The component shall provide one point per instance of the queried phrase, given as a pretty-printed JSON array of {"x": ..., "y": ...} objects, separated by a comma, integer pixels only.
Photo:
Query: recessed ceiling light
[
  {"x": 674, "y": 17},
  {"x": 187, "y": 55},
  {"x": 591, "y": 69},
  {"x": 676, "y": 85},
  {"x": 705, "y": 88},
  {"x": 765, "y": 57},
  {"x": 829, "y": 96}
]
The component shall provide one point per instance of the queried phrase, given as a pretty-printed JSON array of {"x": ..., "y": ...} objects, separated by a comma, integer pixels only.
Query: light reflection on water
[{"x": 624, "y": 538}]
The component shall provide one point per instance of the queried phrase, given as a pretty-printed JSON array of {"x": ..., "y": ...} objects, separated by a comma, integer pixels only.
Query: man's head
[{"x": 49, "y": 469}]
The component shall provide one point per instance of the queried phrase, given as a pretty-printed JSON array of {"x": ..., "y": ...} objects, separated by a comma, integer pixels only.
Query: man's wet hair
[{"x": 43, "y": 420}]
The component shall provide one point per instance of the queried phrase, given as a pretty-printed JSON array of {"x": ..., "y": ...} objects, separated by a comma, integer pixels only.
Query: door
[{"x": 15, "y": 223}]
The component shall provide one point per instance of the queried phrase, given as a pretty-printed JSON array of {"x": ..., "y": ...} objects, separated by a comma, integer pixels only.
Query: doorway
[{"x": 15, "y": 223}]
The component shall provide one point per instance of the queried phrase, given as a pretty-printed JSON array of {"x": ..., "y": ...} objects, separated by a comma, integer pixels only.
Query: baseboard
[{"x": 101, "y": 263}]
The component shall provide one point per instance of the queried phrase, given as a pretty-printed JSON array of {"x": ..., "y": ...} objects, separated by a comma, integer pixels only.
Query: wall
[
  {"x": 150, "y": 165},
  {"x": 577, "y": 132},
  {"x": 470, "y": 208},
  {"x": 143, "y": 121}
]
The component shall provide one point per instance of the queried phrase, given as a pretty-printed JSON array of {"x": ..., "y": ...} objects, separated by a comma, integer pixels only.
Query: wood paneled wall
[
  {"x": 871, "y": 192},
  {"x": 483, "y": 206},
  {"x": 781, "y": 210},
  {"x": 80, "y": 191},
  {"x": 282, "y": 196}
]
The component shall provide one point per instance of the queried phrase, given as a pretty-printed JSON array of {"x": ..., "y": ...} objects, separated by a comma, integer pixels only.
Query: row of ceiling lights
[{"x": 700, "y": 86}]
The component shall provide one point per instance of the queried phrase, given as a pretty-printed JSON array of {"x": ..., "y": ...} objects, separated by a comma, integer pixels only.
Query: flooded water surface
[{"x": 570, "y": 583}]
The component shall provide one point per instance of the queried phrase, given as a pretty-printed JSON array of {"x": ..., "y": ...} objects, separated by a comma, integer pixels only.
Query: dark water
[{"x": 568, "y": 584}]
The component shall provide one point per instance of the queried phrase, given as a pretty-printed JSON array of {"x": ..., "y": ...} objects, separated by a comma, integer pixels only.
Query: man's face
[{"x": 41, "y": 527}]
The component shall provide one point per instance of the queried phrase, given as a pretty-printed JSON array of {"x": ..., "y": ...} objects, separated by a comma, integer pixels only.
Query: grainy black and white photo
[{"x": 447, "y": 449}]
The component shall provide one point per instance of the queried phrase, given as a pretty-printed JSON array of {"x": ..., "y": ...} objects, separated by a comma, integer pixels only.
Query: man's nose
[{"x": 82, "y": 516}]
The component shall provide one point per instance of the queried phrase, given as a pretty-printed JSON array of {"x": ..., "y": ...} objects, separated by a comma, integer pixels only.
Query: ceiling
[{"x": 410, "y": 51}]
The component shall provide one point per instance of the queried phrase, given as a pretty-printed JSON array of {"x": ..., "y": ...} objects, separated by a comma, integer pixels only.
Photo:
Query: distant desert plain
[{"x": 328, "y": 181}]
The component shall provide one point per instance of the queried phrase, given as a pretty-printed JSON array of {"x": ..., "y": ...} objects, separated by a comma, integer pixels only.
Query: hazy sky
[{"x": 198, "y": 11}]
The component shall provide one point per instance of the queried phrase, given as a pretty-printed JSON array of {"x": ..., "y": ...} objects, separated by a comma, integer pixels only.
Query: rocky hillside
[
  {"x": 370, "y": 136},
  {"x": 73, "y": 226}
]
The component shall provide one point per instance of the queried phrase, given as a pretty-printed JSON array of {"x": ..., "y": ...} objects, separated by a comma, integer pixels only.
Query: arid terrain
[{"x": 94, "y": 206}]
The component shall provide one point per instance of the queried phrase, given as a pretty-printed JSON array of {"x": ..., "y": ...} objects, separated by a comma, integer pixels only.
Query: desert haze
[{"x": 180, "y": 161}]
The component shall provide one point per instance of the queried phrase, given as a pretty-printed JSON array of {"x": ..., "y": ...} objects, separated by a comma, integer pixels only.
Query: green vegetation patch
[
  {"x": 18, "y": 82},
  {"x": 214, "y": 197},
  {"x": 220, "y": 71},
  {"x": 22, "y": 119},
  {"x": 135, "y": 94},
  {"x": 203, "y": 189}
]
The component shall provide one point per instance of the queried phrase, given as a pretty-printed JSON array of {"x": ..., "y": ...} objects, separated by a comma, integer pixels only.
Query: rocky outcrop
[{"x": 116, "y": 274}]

----------------

**TASK BRIEF**
Repeat the whole listing exactly, keeping every line intact.

**CORRECT RESPONSE**
The component shall provide one point per instance of the queried phrase, given as a pretty-printed JSON array of {"x": ..., "y": ...} objects, separated by a comma, integer pixels only.
Photo:
Query: recessed ceiling light
[
  {"x": 674, "y": 17},
  {"x": 187, "y": 55},
  {"x": 591, "y": 69},
  {"x": 676, "y": 85},
  {"x": 705, "y": 88},
  {"x": 765, "y": 57},
  {"x": 829, "y": 96}
]
The component shall provide one point per instance of the queried phrase, given as a pretty-printed JSON array of {"x": ..., "y": ...} objects, separated by a comma, integer pixels only.
Query: light reflection on water
[{"x": 624, "y": 538}]
The component shall provide one point per instance of the queried phrase, given as a pretty-printed JSON array of {"x": ..., "y": ...} objects, separated by a comma, integer pixels only.
Query: man's head
[{"x": 49, "y": 469}]
The component shall provide one point per instance of the queried phrase, given as a pretty-printed JSON array of {"x": ..., "y": ...} objects, separated by a comma, integer pixels only.
Query: man's wet hair
[{"x": 43, "y": 420}]
The component shall provide one point per instance of the queried phrase, given as a pretty-printed JSON array of {"x": ..., "y": ...} objects, separated by a comma, integer pixels only.
Query: door
[{"x": 15, "y": 223}]
The component shall provide one point per instance of the queried phrase, given as a pretty-printed JSON array of {"x": ..., "y": ...} objects, separated by a comma, integer pixels only.
Query: doorway
[{"x": 15, "y": 223}]
The component shall provide one point per instance of the queried phrase, given as a pretty-printed JSON array of {"x": ..., "y": ...} objects, separated by a comma, integer pixels only.
Query: baseboard
[{"x": 101, "y": 263}]
The component shall provide one point per instance of the queried phrase, given as a pretty-printed JSON array of {"x": ..., "y": ...} objects, separated by a comma, integer pixels only.
Query: wall
[
  {"x": 150, "y": 165},
  {"x": 577, "y": 132},
  {"x": 470, "y": 208},
  {"x": 143, "y": 121}
]
The component shall provide one point per instance of the queried phrase, given as a pretty-printed JSON array of {"x": ..., "y": ...} objects, separated by a comma, integer pixels only.
Query: wood paneled wall
[
  {"x": 871, "y": 192},
  {"x": 483, "y": 206},
  {"x": 781, "y": 210},
  {"x": 80, "y": 191},
  {"x": 282, "y": 196}
]
The component shall provide one point per instance of the queried phrase, given as a pretty-printed JSON array of {"x": ..., "y": ...} objects, separated by a comma, integer pixels only.
Query: row of ceiling lights
[{"x": 700, "y": 86}]
The component shall provide one point per instance of the queried phrase, given as a pretty-printed JSON array of {"x": ..., "y": ...} objects, separated by a comma, integer pixels only.
Query: flooded water surface
[{"x": 570, "y": 583}]
The component shall provide one point per instance of the queried phrase, given as a pretty-printed JSON array of {"x": ..., "y": ...} objects, separated by a comma, integer pixels only.
Query: dark water
[{"x": 568, "y": 584}]
The component shall provide one point per instance of the queried phrase, given as a pretty-printed JSON array of {"x": ..., "y": ...} objects, separated by a comma, integer pixels only.
Query: man's face
[{"x": 41, "y": 527}]
The component shall provide one point per instance of the queried phrase, given as a pretty-printed JSON array of {"x": ..., "y": ...} objects, separated by a comma, integer pixels only.
Query: grainy black and white photo
[{"x": 447, "y": 449}]
The component shall provide one point per instance of the queried phrase, given as a pretty-printed JSON array of {"x": ..., "y": ...} objects, separated by a comma, integer pixels only.
Query: man's nose
[{"x": 82, "y": 516}]
The component shall provide one point per instance of the queried phrase, given as a pretty-printed JSON array of {"x": ..., "y": ...} objects, separated by a comma, integer pixels only.
Query: ceiling
[{"x": 410, "y": 51}]
The component shall provide one point per instance of the queried phrase, given as a pretty-printed JSON array of {"x": ..., "y": ...} objects, separated by a comma, integer pixels only.
Photo:
Query: distant desert plain
[{"x": 328, "y": 181}]
The component shall provide one point per instance of the queried phrase, given as a pretty-printed JSON array of {"x": ..., "y": ...} objects, separated by a comma, integer pixels only.
Query: hazy sky
[{"x": 198, "y": 11}]
The component shall provide one point per instance of the queried phrase, given as a pretty-printed JSON array of {"x": ..., "y": ...} objects, separated by a comma, integer pixels only.
Query: rocky hillside
[
  {"x": 370, "y": 136},
  {"x": 73, "y": 226}
]
The component shall provide one point per instance of the queried phrase, given as a pretty-printed JSON array of {"x": ..., "y": ...} objects, separated by a comma, integer pixels only.
Query: arid terrain
[{"x": 94, "y": 206}]
The component shall provide one point per instance of the queried phrase, given as a pretty-printed JSON array of {"x": ..., "y": ...} objects, separated by a comma, integer pixels only.
Query: desert haze
[{"x": 180, "y": 161}]
The component shall provide one point per instance of the queried phrase, given as a pretty-printed JSON array of {"x": ..., "y": ...} objects, separated by a comma, integer pixels only.
Query: green vegetation patch
[
  {"x": 18, "y": 82},
  {"x": 214, "y": 197},
  {"x": 220, "y": 71},
  {"x": 22, "y": 119},
  {"x": 135, "y": 94},
  {"x": 203, "y": 189}
]
The component shall provide one point per instance of the queried phrase, given as a pretty-printed JSON array of {"x": ..., "y": ...} objects, separated by a comma, integer pixels only.
Query: rocky outcrop
[{"x": 116, "y": 274}]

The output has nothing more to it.